───── SUPPLIED PASSAGE ─────

Behaviour of steel joints under dynamic actions
Golea, Tudor
Promotor(s) : Jaspart, Jean-Pierre ; Demonceau, Jean-François
Date of defense : 25-Jun-2020/26-Jun-2020 • Permalink : http://hdl.handle.net/2268.2/9101
Details
Title : | Behaviour of steel joints under dynamic actions |
Translated title : | [en] Behaviour of steel joints under dynamic actions |
Author : | Golea, Tudor |
Date of defense : | 25-Jun-2020/26-Jun-2020 |
Advisor(s) : | Jaspart, Jean-Pierre
Demonceau, Jean-François |
Committee's member(s) : | Denoël, Vincent
Corman, Adrien Aldea, Alexandru |
Language : | English |
Number of pages : | 76 |
Discipline(s) : | Engineering, computing & technology > Civil engineering |
Target public : | Student |
Institution(s) : | Université de Liège, Liège, Belgique |
Degree: | Master en ingénieur civil des constructions, à finalité spécialisée en "civil engineering" |
Faculty: | Master thesis of the Faculté des Sciences appliquées |
Abstract
[en] The extensive use of steel framed structures as a solution for fast, efficient and well-controlled
construction process has stimulated the research on the behaviour of steel connections under
static and seismic loading regimes. Nonetheless, there is a limited amount of knowledge around
the response of steel joints subjected to transient dynamic loads. Exceptional loading situations
due to explosions or impact can lead to the failure of structural elements directly exposed or in
the proximity of the loading source. When a joint between two or more structural elements has
failed, potential progressive collapse of the structure may occur as a result of the propagation
of initial failures. Therefore, to make the built environment safe, it is important to evaluate
accurately the resistance capacities and ductility of steel joints.

─────

Pick up the abstract on steel joints under dynamic loads after its last sentence and carry it forward.

───── DATASET ROWS ─────

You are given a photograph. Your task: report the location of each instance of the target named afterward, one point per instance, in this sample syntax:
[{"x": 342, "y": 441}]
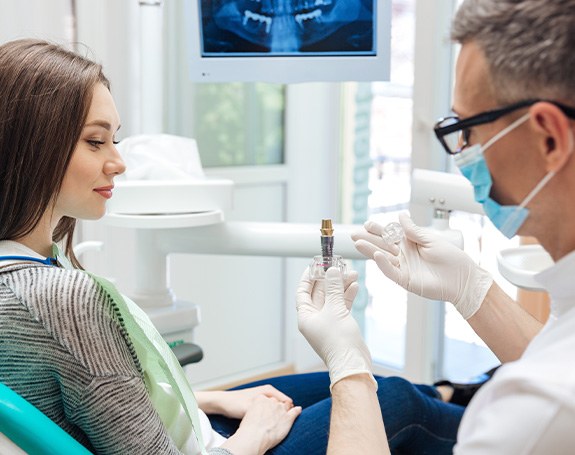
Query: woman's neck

─────
───── DATASET ROWS ─────

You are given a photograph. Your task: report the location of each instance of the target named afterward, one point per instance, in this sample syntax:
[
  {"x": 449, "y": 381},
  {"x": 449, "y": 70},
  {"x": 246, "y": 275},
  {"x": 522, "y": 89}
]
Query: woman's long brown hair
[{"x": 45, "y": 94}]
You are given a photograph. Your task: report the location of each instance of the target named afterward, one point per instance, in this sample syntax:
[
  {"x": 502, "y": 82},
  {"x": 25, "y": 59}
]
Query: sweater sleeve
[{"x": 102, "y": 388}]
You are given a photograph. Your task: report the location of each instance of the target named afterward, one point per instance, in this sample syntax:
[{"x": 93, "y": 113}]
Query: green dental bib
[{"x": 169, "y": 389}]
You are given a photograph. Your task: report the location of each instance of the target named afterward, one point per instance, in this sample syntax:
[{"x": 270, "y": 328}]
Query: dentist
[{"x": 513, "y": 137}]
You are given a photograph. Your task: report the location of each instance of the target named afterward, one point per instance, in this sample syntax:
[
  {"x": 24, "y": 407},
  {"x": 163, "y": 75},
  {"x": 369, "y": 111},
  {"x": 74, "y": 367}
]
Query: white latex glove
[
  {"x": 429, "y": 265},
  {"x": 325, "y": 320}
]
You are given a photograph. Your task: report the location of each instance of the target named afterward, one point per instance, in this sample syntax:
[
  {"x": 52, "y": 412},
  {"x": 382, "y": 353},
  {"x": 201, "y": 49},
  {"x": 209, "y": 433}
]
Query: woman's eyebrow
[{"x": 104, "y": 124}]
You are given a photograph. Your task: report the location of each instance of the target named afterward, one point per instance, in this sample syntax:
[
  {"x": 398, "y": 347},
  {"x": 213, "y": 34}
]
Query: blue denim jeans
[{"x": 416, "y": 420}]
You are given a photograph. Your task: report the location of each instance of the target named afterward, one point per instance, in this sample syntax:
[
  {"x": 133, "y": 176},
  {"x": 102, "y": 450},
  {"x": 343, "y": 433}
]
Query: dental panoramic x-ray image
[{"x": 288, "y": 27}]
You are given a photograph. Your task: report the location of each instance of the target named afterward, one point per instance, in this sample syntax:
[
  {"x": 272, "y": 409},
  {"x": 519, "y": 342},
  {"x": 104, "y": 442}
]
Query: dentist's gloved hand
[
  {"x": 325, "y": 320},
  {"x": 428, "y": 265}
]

─────

- [RESULT BELOW]:
Current design standards provide a very limited guidance for the design of joints subjected
to transient loads, mainly due to the lack of investigations conducted on this topic. The present
thesis addresses these aspects by exploring several methods of assessment of the joints nonlinear
response under quasi-static and impact loading. Experimental, analytical and numerical
approaches are employed to predict the observed real behaviour of steel connections. The analytical
and numerical procedures are validated against tests results available from the experimental
campaign conducted within the research project RobustImpact.
More than 20 specimens of double-sided beam-to-column joint configurations were tested
under quasi-static and dynamic loading regimes. The analytical procedures used for the characterisation
of the behaviour of steel joints under monotonic loads tend to estimate accurately the
response experimentally observed. A specific limitation of the analytical model implemented in
Eurocde 3 has been highlighted in this study. For static conditions, the equivalent T-stub model
is likely to underestimate the ultimate resistance capacity when it is used for components with
thin plates.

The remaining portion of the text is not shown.